◆ **Exercises to complete**:
#1 Answer these questions using the mailing-list thread about Oops logs in commit messages:
(a) According to the advice from another thread, where should the full Oops be moved?
(b) For roughly what share of the Oops does Andy Shevchenko say the lines make no sense in the commit message?
(c) Which address does the BUG line give for the kernel NULL pointer dereference?
#2 Carry on the mailing-list thread about Oops logs in commit messages from the point where it stops.

◆ **Excerpt to read**:
========================================

So git history wouldn't give any of the Oops context, and he/she has
to access LKML,
if offline, then ...lost.

Thanks,
Ethan
>
> --
> With Best Regards,
> Andy Shevchenko
>
>
Andy Shevchenko Sept. 29, 2020, 10:48 a.m. UTC | #9
On Tue, Sep 29, 2020 at 05:38:00PM +0800, Ethan Zhao wrote:
> On Tue, Sep 29, 2020 at 4:51 PM Andy Shevchenko
> <andriy.shevchenko@linux.intel.com> wrote:
> > On Tue, Sep 29, 2020 at 10:35:14AM +0800, Ethan Zhao wrote:
> > > Preferred style, there will be cleared comment in v6.
> >
> > Avoid top postings.
> >
> > > On Sat, Sep 26, 2020 at 12:42 AM Andy Shevchenko
> > > <andriy.shevchenko@linux.intel.com> wrote:
> > > > On Thu, Sep 24, 2020 at 10:34:21PM -0400, Ethan Zhao wrote:

...

> > > > >  Buffer I/O error on dev nvme0n1p1, logical block 468843328,
> > > > >  async page read
> > > > >  BUG: kernel NULL pointer dereference, address: 0000000000000050
> > > > >  #PF: supervisor read access in kernel mode
> > > > >  #PF: error_code(0x0000) - not-present page
> > > >
> > > > Same comment about Oops.
> >
> > In another thread it was a good advice to move the full Oops (if you think it's
> > very useful to have) after the cutter '---' line, so it will be in email
> > archives but Git history.
> 
> So git history wouldn't give any of the Oops context, and he/she has
> to access LKML,
> if offline, then ...lost.

Tell me, do you really think the line:
   #PF: error_code(0x0000) - not-present page
makes any sense in the commit message?

I do not think so. And so on, for almost 60% of the Oops.
Really, to help one person you will make millions suffering. It's not okay.
Ethan Zhao Sept. 30, 2020, 2:07 a.m. UTC | #10
On Tue, Sep 29, 2020 at 6:48 PM Andy Shevchenko
<andriy.shevchenko@linux.intel.com> wrote:
>
> On Tue, Sep 29, 2020 at 05:38:00PM +0800, Ethan Zhao wrote:
> > On Tue, Sep 29, 2020 at 4:51 PM Andy Shevchenko
> > <andriy.shevchenko@linux.intel.com> wrote:
> > > On Tue, Sep 29, 2020 at 10:35:14AM +0800, Ethan Zhao wrote:
> > > > Preferred style, there will be cleared comment in v6.
> > >
> > > Avoid top postings.

========================================

Recorded data:
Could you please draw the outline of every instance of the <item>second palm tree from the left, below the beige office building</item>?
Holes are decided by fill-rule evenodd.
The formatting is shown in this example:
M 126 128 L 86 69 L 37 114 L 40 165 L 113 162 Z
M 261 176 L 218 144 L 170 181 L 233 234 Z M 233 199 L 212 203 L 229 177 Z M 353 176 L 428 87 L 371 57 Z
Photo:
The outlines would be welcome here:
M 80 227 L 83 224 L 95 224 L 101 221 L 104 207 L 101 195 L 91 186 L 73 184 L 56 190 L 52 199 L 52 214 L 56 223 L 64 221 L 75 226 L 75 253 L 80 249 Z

========================================

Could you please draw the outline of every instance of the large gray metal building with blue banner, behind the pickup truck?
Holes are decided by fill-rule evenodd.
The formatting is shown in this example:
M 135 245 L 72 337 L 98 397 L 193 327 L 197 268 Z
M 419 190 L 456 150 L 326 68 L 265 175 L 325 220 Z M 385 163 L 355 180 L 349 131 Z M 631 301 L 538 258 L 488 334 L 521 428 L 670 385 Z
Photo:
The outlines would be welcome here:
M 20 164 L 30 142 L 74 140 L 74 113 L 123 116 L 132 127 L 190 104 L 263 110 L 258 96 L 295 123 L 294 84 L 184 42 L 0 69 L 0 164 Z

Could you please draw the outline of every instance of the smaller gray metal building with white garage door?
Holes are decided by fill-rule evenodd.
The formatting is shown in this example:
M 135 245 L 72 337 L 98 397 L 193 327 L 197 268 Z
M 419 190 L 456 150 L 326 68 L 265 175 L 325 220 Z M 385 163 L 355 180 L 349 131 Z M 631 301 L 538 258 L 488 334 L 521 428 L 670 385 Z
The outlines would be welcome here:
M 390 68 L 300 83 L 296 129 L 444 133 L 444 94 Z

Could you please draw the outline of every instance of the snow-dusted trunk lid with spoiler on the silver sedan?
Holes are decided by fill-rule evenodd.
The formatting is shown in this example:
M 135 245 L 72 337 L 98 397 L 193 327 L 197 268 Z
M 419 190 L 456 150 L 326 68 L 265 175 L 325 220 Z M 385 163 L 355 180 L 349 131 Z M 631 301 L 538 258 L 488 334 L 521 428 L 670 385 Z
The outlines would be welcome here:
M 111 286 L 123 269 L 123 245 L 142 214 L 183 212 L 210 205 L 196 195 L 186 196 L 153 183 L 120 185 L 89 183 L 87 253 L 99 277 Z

========================================

◆ **Task answers**:
#1
(a) After the cutter '---' line, so it stays in the email archives but not in Git history.
(b) Almost 60%.
(c) 0000000000000050

#2
> > >
> > > > On Sat, Sep 26, 2020 at 12:42 AM Andy Shevchenko
> > > > <andriy.shevchenko@linux.intel.com> wrote:
> > > > > On Thu, Sep 24, 2020 at 10:34:21PM -0400, Ethan Zhao wrote:
>
> ...
>
> > > > > >  Buffer I/O error on dev nvme0n1p1, logical block 468843328,
> > > > > >  async page read
> > > > > >  BUG: kernel NULL pointer dereference, address: 0000000000000050
> > > > > >  #PF: supervisor read access in kernel mode
> > > > > >  #PF: error_code(0x0000) - not-present page
> > > > >
> > > > > Same comment about Oops.
> > >
> > > In another thread it was a good advice to move the full Oops (if you think it's
> > > very useful to have) after the cutter '---' line, so it will be in email
> > > archives but Git history.
> >
> > So git history wouldn't give any of the Oops context, and he/she has
> > to access LKML,
> > if offline, then ...lost.
>
> Tell me, do you really think the line:
>    #PF: error_code(0x0000) - not-present page
> makes any sense in the commit message?
>
> I do not think so. And so on, for almost 60% of the Oops.
> Really, to help one person you will make millions suffering. It's not okay.
>
If you and millions  feel so suffered,  why not try to simplify the
Oops code to not
output nonsense too much to console and log. :)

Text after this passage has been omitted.